TASK 1: Reproduce the travel insurance article from "It is important to" to "surroundings at home.".
TASK 2: Pick up the travel insurance article after its last sentence and carry it forward.

DOCUMENT SECTION:
^^^^
+44 (0) 20 3265 1052 or Email me
The long delays and cancellations caused by the increased security precautions at UK airports in August prompted many travelers to examine their holiday insurance, to see whether they were entitled to compensation. Alas, the answer in almost every case was that the inconvenience and expense attributable to a terrorist threat is specifically excluded.
Insurance companies are increasingly resistant to travel claims in general
Few would consider this example unreasonable but many are finding insurance companies increasingly resistant to travel claims in general. Unresolved issues that reach the Financial Ombudsman account for nearly one in seven complaints received by his department. One of the reasons for the insurers’ harsh approach is that people who in other circumstances would not dream of breaking the law, apparently suspend their ethical considerations when making a claim on their travel insurance. According to a new survey, more than two thirds of travellers admit that they would be willing to submit a dishonest claim to an insurer, by inflating its value by at least one third. UK insurers’ own figures suggest that one in ten travel claims may be bogus, costing the industry almost £100 million a year.
It is important to read the policy detail - check maximum limits of cover and excess amount
To be sure that a legitimate claim will be met, it is important first of all to read the policy detail. Check the maximum limits of cover and whether the excess (the amount you must pay yourself) applies to each individual item within each category. If it does, a single theft involving a series of items, such as cash, camera, passport, can result in several hundred pounds worth of valuables being automatically excluded.
You will require proof of purchase of expensive items
Expect the insurers to require proof of purchase of expensive items, which might include jewellery, a watch or a video camera. Identify such purchases on your credit card statement or, better still, keep the till receipt in a safe place. Before taking such items abroad, photograph them in their usual surroundings at home.
^^^^
DATA FOR ANALYSIS:
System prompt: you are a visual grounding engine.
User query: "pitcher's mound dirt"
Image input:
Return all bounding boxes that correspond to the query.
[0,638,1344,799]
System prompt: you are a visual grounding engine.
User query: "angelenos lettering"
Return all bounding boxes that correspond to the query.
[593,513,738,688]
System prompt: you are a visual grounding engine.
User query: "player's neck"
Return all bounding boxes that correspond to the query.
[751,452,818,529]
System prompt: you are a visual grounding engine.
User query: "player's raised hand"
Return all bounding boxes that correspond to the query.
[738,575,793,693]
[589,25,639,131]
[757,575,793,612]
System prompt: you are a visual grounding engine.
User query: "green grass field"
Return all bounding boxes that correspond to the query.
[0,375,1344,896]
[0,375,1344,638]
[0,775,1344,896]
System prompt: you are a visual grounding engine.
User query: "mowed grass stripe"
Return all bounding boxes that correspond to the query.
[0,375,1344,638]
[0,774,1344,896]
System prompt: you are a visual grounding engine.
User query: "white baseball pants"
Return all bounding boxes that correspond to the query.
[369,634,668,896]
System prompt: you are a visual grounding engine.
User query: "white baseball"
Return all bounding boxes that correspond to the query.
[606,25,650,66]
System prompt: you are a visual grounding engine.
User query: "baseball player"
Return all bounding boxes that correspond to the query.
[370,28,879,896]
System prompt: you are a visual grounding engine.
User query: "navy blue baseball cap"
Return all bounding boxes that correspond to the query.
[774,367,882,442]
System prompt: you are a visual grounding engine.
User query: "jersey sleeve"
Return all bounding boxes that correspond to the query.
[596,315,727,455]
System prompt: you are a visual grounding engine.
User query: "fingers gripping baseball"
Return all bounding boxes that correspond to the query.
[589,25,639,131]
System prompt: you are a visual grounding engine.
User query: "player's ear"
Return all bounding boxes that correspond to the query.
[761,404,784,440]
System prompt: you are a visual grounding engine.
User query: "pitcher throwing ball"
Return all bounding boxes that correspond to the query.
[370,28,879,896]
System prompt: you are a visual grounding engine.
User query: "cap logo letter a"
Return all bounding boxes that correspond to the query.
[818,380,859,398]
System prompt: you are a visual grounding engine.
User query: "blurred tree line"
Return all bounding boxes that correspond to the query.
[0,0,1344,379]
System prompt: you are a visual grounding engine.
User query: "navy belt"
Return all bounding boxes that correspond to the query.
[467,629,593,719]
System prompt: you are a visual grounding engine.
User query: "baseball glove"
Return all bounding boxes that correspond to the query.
^^^^
TASK OUTPUT 1:
It is important to read the policy detail - check maximum limits of cover and excess amount
To be sure that a legitimate claim will be met, it is important first of all to read the policy detail. Check the maximum limits of cover and whether the excess (the amount you must pay yourself) applies to each individual item within each category. If it does, a single theft involving a series of items, such as cash, camera, passport, can result in several hundred pounds worth of valuables being automatically excluded.
You will require proof of purchase of expensive items
Expect the insurers to require proof of purchase of expensive items, which might include jewellery, a watch or a video camera. Identify such purchases on your credit card statement or, better still, keep the till receipt in a safe place. Before taking such items abroad, photograph them in their usual surroundings at home.

TASK OUTPUT 2:
Report loss of luggage before you leave the airport luggage hall
If an airline loses your luggage, report the problem before you leave the baggage hall. You need to complete what is known as a Property Irregularity Report (PIR). If the luggage does not turn up later, ask the airline for a letter confirming your loss and keep the baggage check. This is usually stapled to your departure ticket or boarding pass.
Notify your insurers of any possible hazardous activity
Err on the side of caution in informing your insurers of every conceivable fact that may be relevant to a future claim. It may sound absurd to tell the insurance company you intend to play tennis at your villa or complete a round of golf each day before breakfast, but claims related to injuries resulting from both these largely harmless activities have been disallowed because insurers were not informed in advance. Most people would acknowledge that jet-skiing is a hazardous sport that should be notified but many insurers have the same view of sailing and horse riding.
The more valuable the item, the more care you must devote to preventing its loss
Another contentious issue is the level of care you are expected to take with your belongings. The general principle is, the more valuable the item, the more care you must devote to preventing its loss. If you leave an item of even modest value unattended in a public place while you go swimming or visit a toilet, the insurance company is almost certain to refuse to pay out. But if you were momentarily distracted and robbed by a sneak thief, your claim would be much more likely to be accepted. However tedious it may be, obtaining a report of the incident from the local police is now considered essential.
Not all medical expenses are necessarily refunded
In medical claims, even if you do not possess or make use of a European Health Insurance Card (EHIC) when receiving treatment in France, some insurers have begun to calculate the percentage they reimburse as though you had received free or reduced cost medical care, or had been able to claim back some of your medical expenses from the UK Department of Health.
Send original documents by Special Delivery
Almost all insurers insist on claims being accompanied by the originals of supporting documents, not by photocopies. If originals are lost in the post, or there is a dispute about whether they have been received by the insurer, this is almost always fatal to the claim, even if you have kept copies of all the documentation. Eliminate this risk by sending everything by Special Delivery and checking on the Post Office website that your letter has indeed been delivered. Insurers will rarely, if ever, give you the benefit of the doubt.